■ Input rows:
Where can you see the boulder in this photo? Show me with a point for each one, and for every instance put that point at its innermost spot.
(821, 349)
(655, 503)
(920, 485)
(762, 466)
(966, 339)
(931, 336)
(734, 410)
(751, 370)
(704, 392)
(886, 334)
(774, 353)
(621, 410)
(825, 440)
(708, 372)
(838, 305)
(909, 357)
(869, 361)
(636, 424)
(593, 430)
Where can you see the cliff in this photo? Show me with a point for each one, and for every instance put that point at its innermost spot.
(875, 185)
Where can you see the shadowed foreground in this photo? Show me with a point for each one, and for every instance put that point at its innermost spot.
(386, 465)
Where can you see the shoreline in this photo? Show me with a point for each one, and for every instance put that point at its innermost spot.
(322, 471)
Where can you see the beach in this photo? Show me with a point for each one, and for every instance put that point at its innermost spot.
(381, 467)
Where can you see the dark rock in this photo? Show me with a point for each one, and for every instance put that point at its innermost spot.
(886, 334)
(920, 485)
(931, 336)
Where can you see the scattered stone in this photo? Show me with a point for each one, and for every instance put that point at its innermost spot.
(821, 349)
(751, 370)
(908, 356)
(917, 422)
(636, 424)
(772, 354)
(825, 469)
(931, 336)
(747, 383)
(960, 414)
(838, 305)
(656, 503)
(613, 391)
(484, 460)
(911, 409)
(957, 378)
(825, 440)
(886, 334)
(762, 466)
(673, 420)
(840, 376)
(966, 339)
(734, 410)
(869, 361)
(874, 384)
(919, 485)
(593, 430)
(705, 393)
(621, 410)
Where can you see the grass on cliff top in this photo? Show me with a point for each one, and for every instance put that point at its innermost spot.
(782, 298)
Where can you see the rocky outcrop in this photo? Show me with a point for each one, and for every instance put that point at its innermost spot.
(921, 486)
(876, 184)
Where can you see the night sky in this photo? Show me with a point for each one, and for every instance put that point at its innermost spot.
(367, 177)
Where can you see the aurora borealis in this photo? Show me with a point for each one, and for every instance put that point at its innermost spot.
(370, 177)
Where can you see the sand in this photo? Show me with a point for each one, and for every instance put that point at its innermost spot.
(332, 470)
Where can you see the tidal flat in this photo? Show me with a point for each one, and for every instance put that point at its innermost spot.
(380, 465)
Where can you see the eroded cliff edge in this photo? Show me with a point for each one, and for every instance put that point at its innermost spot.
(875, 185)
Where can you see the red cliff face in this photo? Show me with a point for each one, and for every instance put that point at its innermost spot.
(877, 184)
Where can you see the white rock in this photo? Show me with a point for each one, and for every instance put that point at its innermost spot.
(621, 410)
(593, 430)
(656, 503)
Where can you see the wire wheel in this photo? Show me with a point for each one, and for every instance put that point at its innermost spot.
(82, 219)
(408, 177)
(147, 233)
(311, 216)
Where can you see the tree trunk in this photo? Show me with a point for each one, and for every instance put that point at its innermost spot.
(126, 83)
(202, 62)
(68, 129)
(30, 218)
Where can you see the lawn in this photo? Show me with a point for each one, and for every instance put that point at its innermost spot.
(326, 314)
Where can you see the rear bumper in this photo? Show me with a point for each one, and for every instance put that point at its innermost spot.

■ Task to carry out: Copy out every line of the listing above, word for word and in the same order.

■ Answer for the task:
Where can you see the boulder in this photo? Show me with a point for each one, and for every instance put that point at its innermost spot.
(821, 349)
(655, 503)
(920, 485)
(762, 466)
(966, 339)
(931, 336)
(734, 410)
(751, 370)
(704, 392)
(886, 334)
(774, 353)
(621, 410)
(825, 440)
(708, 372)
(838, 305)
(909, 357)
(869, 361)
(636, 424)
(593, 430)
Where can you see the cliff in this photo? Show me with a point for each one, and for every instance put that point at its innermost spot.
(875, 185)
Where can you see the shadowed foreground in this photo? Show me with a point for each one, and for every instance put that point at its innermost spot.
(386, 465)
Where can you see the shoreline in this photo? Show me with a point for each one, and for every instance put that point at its innermost spot.
(322, 471)
Where can you see the beach in this photo? Show me with a point for each one, and for every instance put that point at its innermost spot.
(381, 467)
Where can you see the dark rock in this photo? Show me with a point for each one, and for every instance put that point at its innermost spot.
(886, 334)
(920, 485)
(931, 336)
Where can you see the scattered stone in this photo? Show me with a point for each one, and for every instance put that point at its innermost spot.
(821, 349)
(751, 370)
(908, 356)
(917, 422)
(636, 424)
(772, 354)
(825, 469)
(931, 336)
(747, 383)
(960, 414)
(838, 305)
(656, 503)
(613, 391)
(484, 460)
(911, 409)
(957, 378)
(825, 440)
(886, 334)
(762, 466)
(673, 420)
(840, 376)
(966, 339)
(734, 410)
(869, 361)
(874, 384)
(919, 485)
(593, 430)
(705, 393)
(621, 410)
Where can you see the grass on cliff top in this photo? Show me with a point for each one, and for every instance put that point at its innermost spot.
(782, 298)
Where can you see the rocky outcrop in this photo? Show me with a point for each one, and for every instance put that point at its innermost spot.
(921, 486)
(876, 184)
Where can you see the night sky in this photo? Show me with a point for each one, and for every instance put that point at its innermost spot.
(367, 177)
Where can you see the aurora borealis in this photo? Show me with a point for each one, and for every instance put that point at its innermost spot.
(370, 177)
Where can you see the sand in this photo? Show me with a point for each one, and for every instance put that point at its innermost spot.
(332, 470)
Where can you see the tidal flat in this photo? Show me with a point for each one, and for every instance put that point at its innermost spot.
(380, 465)
Where can you see the eroded cliff edge in this photo? Show me with a point for each one, and for every instance put that point at its innermost spot.
(875, 185)
Where can you see the red cliff face in this photo? Show me with a point for each one, and for every instance put that point at its innermost spot.
(877, 184)
Where can you see the white rock in this photo? Show me with a point for each one, and for every instance put that point at its innermost spot.
(621, 410)
(593, 430)
(656, 503)
Where can you see the wire wheel in this photo? Show me with a point for each one, and for every instance put that point at its innermost spot.
(82, 219)
(408, 177)
(147, 233)
(311, 216)
Where can you see the tree trunk in this photo? Show me with a point for each one, and for every instance put that point at its innermost spot.
(126, 83)
(202, 62)
(68, 129)
(30, 218)
Where can you see the lawn in this photo? Show me with a point for each one, and for every instance put that point at its innermost spot.
(326, 314)
Where can you see the rear bumper in this photo? Show me with a point for each one, and for every instance put that point at its innermost spot.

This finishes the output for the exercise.